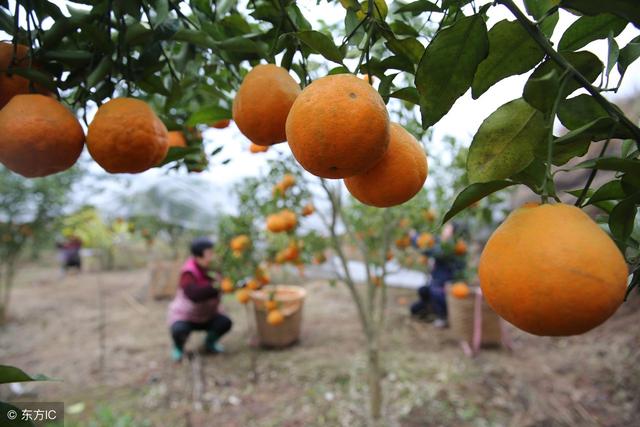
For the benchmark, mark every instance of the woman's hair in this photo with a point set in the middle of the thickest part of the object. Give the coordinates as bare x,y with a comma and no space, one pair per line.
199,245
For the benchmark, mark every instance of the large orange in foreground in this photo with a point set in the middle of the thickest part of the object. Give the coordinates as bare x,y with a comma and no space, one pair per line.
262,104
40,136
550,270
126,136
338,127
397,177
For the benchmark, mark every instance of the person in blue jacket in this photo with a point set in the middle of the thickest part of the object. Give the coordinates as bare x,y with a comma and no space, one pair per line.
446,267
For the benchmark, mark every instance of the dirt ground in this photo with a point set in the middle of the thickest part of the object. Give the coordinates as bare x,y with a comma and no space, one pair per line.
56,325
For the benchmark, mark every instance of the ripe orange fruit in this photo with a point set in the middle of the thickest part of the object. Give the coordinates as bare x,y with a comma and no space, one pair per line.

○ ○ ○ ○ ○

- Problem -
Extract every line of the material above word for word, in order, leaving out the pictures.

- Solution to this problem -
For the benchmark, mark every instance of the woman's hair in this photo with a point set in the middle of the thickest part of the object. Give the coordinates as bare x,y with a comma and no space, one pair per line.
199,245
For the benchmark, mark every instance of the large orange in foreground in this photo with a point set in the middle of the thickest part of the object. Give the coordinates as bare x,y with a comma and no space, one pair per line.
262,104
40,136
550,270
126,136
338,127
397,177
For the benchmark, mark every instance of the person in blue jacket in this photo with a point set in the middle of the thickest part of the object. Give the coordinates as bare x,y with a comma and no space, one pair per line.
446,267
For the benchmark, mark every instance of the dirt ground in this photo with a point set in the middle of the thickest part of the object. Give the coordinates as bare x,y with a comma and no space, one pair per line.
56,325
For the benchmark, mark every instance of the ripe orange fruit in this photo with a point set in the middle of the thickest part of the object. Give the coordinates as bare x,y with a comma and no space, one pair per line.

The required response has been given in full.